[Referring expression pointing data]

::::::::::

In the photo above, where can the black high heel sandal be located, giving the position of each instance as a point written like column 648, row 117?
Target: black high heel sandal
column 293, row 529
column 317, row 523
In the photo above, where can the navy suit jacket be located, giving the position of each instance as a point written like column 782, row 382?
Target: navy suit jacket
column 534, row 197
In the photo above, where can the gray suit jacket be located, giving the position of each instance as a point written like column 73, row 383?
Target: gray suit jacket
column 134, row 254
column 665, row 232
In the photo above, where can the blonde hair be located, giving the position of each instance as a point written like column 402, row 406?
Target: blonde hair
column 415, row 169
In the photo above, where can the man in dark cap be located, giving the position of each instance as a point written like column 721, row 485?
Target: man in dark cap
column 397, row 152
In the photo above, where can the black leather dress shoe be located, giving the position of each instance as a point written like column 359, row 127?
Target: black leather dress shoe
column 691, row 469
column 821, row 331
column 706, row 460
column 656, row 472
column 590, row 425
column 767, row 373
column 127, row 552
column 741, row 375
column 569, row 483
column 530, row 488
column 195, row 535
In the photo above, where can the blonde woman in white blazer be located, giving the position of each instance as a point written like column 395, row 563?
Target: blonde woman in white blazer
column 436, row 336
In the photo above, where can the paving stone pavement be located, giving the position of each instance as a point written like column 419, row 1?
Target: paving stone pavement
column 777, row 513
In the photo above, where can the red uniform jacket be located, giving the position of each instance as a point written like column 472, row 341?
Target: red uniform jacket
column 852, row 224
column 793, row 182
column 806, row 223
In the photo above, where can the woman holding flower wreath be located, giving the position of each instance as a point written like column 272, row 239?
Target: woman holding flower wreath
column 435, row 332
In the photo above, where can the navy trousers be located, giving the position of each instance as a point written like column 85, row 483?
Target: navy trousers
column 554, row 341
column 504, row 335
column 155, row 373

::::::::::

Problem to solve:
The lines of the data, from the first through the one containing "In the photo above, where can the black leather", are to be transcribed exactly.

The completed task:
In the photo above, where can the black high heel sandal be located, giving the position of each instance as a point written like column 648, row 117?
Target: black high heel sandal
column 293, row 529
column 317, row 523
In the photo above, where can the navy suit jacket be located, giving the position of each instance as a point written like column 782, row 382?
Target: navy suit jacket
column 534, row 197
In the photo above, where can the gray suit jacket be located, giving the position of each instance as a point written like column 73, row 383?
Target: gray suit jacket
column 134, row 254
column 665, row 232
In the photo above, where can the blonde hair be located, giving the position of each instance as a point written like column 402, row 406?
Target: blonde hair
column 415, row 169
In the photo above, where can the man in dark cap be located, giving the position of each instance as a point written like column 721, row 485?
Target: man in dark cap
column 397, row 152
In the photo above, where can the black leather dress shoe be located, giving the position of each instance as a point written like column 359, row 127?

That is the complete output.